PROMPT A. Copy everything in the RNA-Seq repositories page from "These repositories are" down to "samples were sequenced?".
PROMPT B. Pick up the page on RNA-Seq data repositories after its final sentence and keep writing it.

DOCUMENT SECTION.
== == ==

RNA-Seq data repositories

The major repositories for gene expression data:

These repositories are linked to the repositories of NGS raw data (Fastq files):

  • SRA (Sequence Read Archive)
  • ENA (European Nucleotide Archive)
  • DDBJ-DRA


EXERCISE

Let’s explore one of the GEO records

  • Which platform and protocol were used for sequencing?
  • What type of RNA was sequenced?
  • How many samples were sequenced?


NOTE: You will need to download data from SRA for an independent project after this week! To download raw data from SRA, it is possible to use fastq-dump program from SRA toolkit or to download files from the NCBI ftp website using wget (for detail, see https://www.ncbi.nlm.nih.gov/books/NBK158899/#SRA_download.when_to_use_a_command_line.

== == ==

GIVEN DATA.
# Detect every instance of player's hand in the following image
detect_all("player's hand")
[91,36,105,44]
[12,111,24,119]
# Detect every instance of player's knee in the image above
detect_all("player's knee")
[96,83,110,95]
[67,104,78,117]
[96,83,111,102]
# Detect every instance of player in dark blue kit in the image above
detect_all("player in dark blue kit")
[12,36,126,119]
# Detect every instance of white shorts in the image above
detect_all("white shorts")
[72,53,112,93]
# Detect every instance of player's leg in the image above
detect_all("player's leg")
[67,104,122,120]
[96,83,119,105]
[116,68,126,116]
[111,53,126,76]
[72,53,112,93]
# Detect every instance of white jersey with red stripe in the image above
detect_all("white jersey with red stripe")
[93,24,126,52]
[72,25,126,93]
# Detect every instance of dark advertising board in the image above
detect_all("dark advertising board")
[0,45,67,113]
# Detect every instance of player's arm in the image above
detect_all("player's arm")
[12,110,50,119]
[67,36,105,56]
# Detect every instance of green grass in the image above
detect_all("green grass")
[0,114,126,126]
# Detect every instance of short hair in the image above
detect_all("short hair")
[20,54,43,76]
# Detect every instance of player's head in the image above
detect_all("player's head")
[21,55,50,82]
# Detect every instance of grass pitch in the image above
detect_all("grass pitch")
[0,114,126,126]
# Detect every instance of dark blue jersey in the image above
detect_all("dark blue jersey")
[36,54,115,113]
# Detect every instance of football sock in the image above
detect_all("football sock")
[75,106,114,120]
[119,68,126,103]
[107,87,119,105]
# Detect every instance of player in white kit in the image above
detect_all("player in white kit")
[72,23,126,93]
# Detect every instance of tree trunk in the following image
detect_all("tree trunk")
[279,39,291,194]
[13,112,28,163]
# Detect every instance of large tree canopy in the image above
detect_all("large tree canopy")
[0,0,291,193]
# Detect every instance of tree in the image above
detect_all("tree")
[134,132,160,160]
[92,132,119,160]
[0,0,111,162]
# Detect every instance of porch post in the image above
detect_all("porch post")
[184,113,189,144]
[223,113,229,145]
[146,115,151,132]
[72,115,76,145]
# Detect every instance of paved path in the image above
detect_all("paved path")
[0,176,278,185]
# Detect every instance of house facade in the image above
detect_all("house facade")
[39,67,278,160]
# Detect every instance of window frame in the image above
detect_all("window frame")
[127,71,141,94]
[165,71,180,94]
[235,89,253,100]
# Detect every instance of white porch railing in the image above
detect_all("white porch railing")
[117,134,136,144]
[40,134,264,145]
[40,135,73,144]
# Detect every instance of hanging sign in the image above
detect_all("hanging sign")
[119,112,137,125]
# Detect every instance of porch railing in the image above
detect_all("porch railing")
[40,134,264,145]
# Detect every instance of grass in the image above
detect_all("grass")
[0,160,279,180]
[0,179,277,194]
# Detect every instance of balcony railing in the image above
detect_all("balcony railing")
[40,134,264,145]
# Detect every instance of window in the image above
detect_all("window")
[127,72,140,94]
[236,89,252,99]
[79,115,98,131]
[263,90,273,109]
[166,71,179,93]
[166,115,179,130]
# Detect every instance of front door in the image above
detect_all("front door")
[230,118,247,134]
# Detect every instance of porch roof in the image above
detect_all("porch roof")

== == ==

ANSWER BOX A.
These repositories are linked to the repositories of NGS raw data (Fastq files):

  • SRA (Sequence Read Archive)
  • ENA (European Nucleotide Archive)
  • DDBJ-DRA


EXERCISE

Let’s explore one of the GEO records

  • Which platform and protocol were used for sequencing?
  • What type of RNA was sequenced?
  • How many samples were sequenced?

ANSWER BOX B.
To download data, use the SRA identifier specifying whether reads are single or paired-end, otherwise paired-end reads will be downloaded as a single interleaved file; for paired-end reads use the parameter –split-files in fastq-dump. Fastq-dump adds SRA ID to each read in the file, to avoid it, use an option –origfmt; –gzip compresses fastq files immediately after download; and –skip-technical downloads only biological reads. The command below will download fastq-file(s) for one sample only (for example, using SRR identifier SRR8571764 from the exercise above; it is slow - it might take up to 30-40 minutes):

fastq-dump --gzip --origfmt --split-files --skip-technical SRR-IDENTIFIER

To download all samples for a specific GEO experiment, use the SRA study identifier (e.g., for the GEO experiment considered above, it is SRP185848) and follow the steps:

  • First, download a list of SRR identifiers for all samples in the study by going to the NCBI SRA page for this study and clicking on the right top “Send” –> “File” –> “Accession List” –> “Save to file”. That will give you the text file with all SRR identifiers for this study; save it for example to the file “sra_ids.txt”.
  • Second, run the following loop (it will download fastq files for samples one by one, not in parallel):
while read SRA; do fastq-dump --gzip --origfmt --skip-technical --split-files $SRA; done < sra_ids.txt > log &


Another source of high quality data on gene expression in human and mouse is The Encyclopedia of DNA Elements (ENCODE). Using the ENCODE portal one can access data produced by the ENCODE Consortium.